**What you have to do**
Can you express the data below as a numbered list, one line per item with blank lines left out, and leave the pictures out of your answer?

**Dataset excerpts**

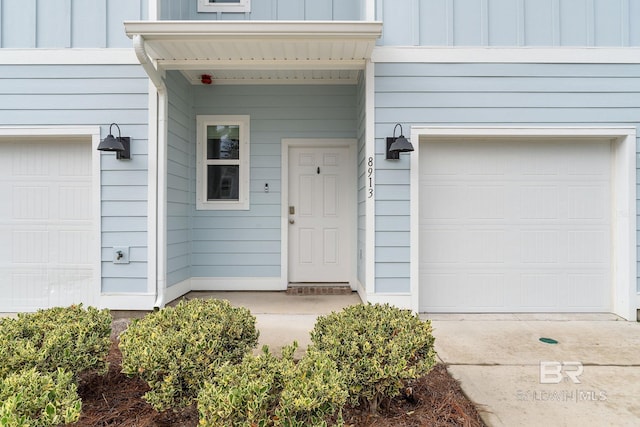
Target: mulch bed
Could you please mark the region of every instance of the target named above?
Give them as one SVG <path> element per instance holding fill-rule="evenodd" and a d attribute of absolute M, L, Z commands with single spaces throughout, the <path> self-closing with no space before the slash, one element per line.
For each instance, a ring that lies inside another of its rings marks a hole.
<path fill-rule="evenodd" d="M 122 355 L 117 339 L 112 340 L 109 372 L 105 376 L 87 374 L 80 378 L 78 392 L 82 398 L 82 416 L 75 426 L 177 426 L 198 425 L 194 406 L 182 412 L 158 413 L 143 399 L 148 386 L 120 372 Z M 393 399 L 372 416 L 357 408 L 347 408 L 344 419 L 352 427 L 418 427 L 465 426 L 482 427 L 478 412 L 459 384 L 443 365 L 436 366 L 427 376 L 412 384 L 409 397 Z"/>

**Written answer**
1. Target: mulch bed
2. Could you please mark the region of every instance of the target named above?
3. Give them as one SVG <path> element per instance holding fill-rule="evenodd" and a d attribute of absolute M, L, Z commands with single spaces throughout, the <path> self-closing with no space before the slash, one element per line.
4. For each instance, a ring that lies inside another of its rings marks a hole.
5. <path fill-rule="evenodd" d="M 122 355 L 117 339 L 112 340 L 109 372 L 105 376 L 87 374 L 80 378 L 78 392 L 82 398 L 82 416 L 75 426 L 177 426 L 198 425 L 194 406 L 182 412 L 158 413 L 143 399 L 148 386 L 120 372 Z M 393 399 L 372 416 L 357 408 L 347 408 L 344 419 L 352 427 L 418 427 L 465 426 L 482 427 L 478 412 L 459 384 L 443 365 L 436 366 L 427 376 L 412 384 L 409 397 Z"/>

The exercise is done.